** TASK GOAL **
Render every line of the records below as a JSON list of strings, one string per line, omitting blank lines.

:::

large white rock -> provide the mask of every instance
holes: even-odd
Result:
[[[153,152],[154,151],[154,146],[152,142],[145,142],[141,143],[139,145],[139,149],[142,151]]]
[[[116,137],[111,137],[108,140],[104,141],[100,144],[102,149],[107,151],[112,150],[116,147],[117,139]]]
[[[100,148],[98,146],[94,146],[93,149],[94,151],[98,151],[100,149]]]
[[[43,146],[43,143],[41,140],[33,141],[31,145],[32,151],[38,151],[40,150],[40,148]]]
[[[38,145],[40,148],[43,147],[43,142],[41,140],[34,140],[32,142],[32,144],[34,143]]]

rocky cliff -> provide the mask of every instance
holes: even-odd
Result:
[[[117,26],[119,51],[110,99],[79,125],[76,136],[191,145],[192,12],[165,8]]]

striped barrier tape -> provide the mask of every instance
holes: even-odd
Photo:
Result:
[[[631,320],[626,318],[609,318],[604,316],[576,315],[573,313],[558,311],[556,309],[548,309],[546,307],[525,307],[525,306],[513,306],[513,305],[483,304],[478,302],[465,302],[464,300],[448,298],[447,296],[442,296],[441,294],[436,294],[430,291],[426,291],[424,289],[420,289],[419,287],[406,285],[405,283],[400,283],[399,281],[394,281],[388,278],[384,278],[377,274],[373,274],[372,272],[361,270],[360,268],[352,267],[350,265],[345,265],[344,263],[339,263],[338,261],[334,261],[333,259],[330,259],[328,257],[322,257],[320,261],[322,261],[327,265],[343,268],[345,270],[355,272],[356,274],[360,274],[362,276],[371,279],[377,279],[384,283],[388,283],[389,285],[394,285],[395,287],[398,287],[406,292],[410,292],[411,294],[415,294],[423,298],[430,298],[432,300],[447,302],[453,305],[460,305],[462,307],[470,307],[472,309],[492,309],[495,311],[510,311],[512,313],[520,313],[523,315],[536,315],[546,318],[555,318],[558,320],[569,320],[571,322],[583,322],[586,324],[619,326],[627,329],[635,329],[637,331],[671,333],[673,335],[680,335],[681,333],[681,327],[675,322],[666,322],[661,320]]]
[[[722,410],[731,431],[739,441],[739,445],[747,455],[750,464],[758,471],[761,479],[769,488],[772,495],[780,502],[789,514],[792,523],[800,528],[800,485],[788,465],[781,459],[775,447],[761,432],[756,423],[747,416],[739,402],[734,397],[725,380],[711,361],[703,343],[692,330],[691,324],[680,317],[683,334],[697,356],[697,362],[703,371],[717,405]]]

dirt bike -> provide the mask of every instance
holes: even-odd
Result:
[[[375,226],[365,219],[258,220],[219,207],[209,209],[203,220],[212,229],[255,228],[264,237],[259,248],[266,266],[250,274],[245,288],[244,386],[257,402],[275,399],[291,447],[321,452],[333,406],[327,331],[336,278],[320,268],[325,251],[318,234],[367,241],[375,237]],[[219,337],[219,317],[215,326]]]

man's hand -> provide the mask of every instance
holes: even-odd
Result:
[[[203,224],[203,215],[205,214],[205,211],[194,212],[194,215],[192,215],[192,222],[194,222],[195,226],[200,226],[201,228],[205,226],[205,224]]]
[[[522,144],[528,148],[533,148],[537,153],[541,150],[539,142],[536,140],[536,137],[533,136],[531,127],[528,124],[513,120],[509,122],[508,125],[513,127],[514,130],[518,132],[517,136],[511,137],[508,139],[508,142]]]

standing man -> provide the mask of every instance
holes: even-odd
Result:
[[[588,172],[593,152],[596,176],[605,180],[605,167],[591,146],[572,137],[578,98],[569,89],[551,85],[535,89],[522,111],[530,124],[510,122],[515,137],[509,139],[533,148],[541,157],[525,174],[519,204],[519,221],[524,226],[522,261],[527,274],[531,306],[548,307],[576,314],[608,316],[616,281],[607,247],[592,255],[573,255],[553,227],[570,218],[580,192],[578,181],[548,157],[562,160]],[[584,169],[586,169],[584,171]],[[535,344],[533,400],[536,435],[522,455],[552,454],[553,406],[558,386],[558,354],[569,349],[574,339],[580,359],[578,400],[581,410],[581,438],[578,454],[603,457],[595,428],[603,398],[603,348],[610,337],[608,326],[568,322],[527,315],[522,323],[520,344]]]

:::

** THE ANSWER **
[
  "large white rock -> provide the mask of every instance",
  "holes: even-odd",
  "Result:",
  "[[[153,152],[154,151],[154,146],[152,142],[145,142],[141,143],[139,145],[139,149],[142,151]]]",
  "[[[116,137],[111,137],[108,140],[104,141],[100,144],[102,149],[107,151],[112,150],[116,147],[117,139]]]",
  "[[[100,148],[98,146],[94,146],[93,149],[94,151],[98,151],[100,149]]]",
  "[[[43,146],[43,143],[41,140],[33,141],[31,145],[32,151],[38,151],[40,150],[40,148]]]",
  "[[[38,145],[40,148],[43,147],[43,142],[41,140],[34,140],[32,142],[32,144],[34,143]]]",
  "rocky cliff -> provide the mask of every instance",
  "holes: even-odd",
  "Result:",
  "[[[117,26],[119,51],[110,99],[79,125],[76,136],[191,145],[192,12],[165,8]]]",
  "striped barrier tape -> provide the mask of every instance",
  "holes: even-odd",
  "Photo:",
  "Result:",
  "[[[631,320],[626,318],[609,318],[604,316],[576,315],[573,313],[558,311],[556,309],[548,309],[546,307],[525,307],[525,306],[513,306],[513,305],[483,304],[478,302],[465,302],[464,300],[448,298],[447,296],[442,296],[441,294],[436,294],[430,291],[426,291],[424,289],[420,289],[419,287],[406,285],[405,283],[400,283],[399,281],[394,281],[388,278],[384,278],[377,274],[373,274],[372,272],[361,270],[360,268],[352,267],[350,265],[345,265],[344,263],[339,263],[338,261],[334,261],[333,259],[330,259],[328,257],[322,257],[320,261],[322,261],[327,265],[343,268],[345,270],[355,272],[356,274],[360,274],[362,276],[371,279],[377,279],[384,283],[388,283],[389,285],[394,285],[395,287],[398,287],[406,292],[410,292],[411,294],[415,294],[423,298],[430,298],[432,300],[447,302],[453,305],[460,305],[462,307],[470,307],[472,309],[492,309],[495,311],[510,311],[512,313],[520,313],[523,315],[536,315],[546,318],[555,318],[558,320],[569,320],[571,322],[583,322],[586,324],[619,326],[627,329],[635,329],[637,331],[671,333],[673,335],[680,335],[681,333],[681,327],[675,322],[666,322],[661,320]]]",
  "[[[722,410],[731,431],[739,441],[739,445],[747,455],[750,464],[758,471],[761,479],[769,488],[772,495],[780,502],[789,514],[792,523],[800,528],[800,485],[788,465],[781,459],[775,447],[761,432],[756,423],[747,416],[739,402],[734,397],[725,380],[711,361],[703,343],[692,330],[691,324],[680,317],[683,334],[697,356],[697,362],[703,371],[717,405]]]",
  "dirt bike -> provide the mask of every instance",
  "holes: even-odd",
  "Result:",
  "[[[375,226],[365,219],[258,220],[219,207],[209,209],[203,220],[212,229],[255,228],[264,237],[259,248],[266,266],[250,274],[245,288],[244,386],[257,402],[275,399],[291,447],[321,452],[333,406],[327,331],[336,278],[320,268],[325,251],[318,234],[367,241],[375,237]],[[219,337],[219,317],[215,326]]]",
  "man's hand -> provide the mask of every instance",
  "holes: even-odd",
  "Result:",
  "[[[203,224],[203,215],[205,214],[205,211],[194,212],[194,215],[192,215],[192,222],[194,222],[195,226],[200,226],[201,228],[205,226],[205,224]]]",
  "[[[522,144],[528,148],[533,148],[537,153],[541,150],[539,142],[536,140],[536,137],[533,136],[531,127],[528,124],[513,120],[509,122],[508,125],[513,127],[514,130],[518,132],[517,136],[511,137],[508,139],[508,142]]]",
  "standing man -> provide the mask of every instance",
  "holes: even-odd",
  "Result:",
  "[[[588,172],[593,152],[596,176],[605,180],[605,167],[591,146],[572,137],[578,98],[569,89],[551,85],[535,89],[522,111],[530,124],[510,122],[515,137],[509,139],[533,148],[541,157],[525,174],[519,204],[519,221],[524,226],[522,261],[527,274],[531,306],[548,307],[576,314],[608,316],[616,281],[607,247],[592,255],[573,255],[553,227],[570,218],[580,192],[578,181],[548,157],[562,160]],[[584,169],[586,169],[584,171]],[[535,344],[533,400],[536,435],[522,455],[552,454],[553,406],[558,386],[558,354],[569,349],[574,339],[580,359],[578,400],[581,410],[581,438],[578,454],[603,457],[595,428],[603,398],[603,348],[610,337],[608,326],[568,322],[527,315],[522,323],[520,344]]]"
]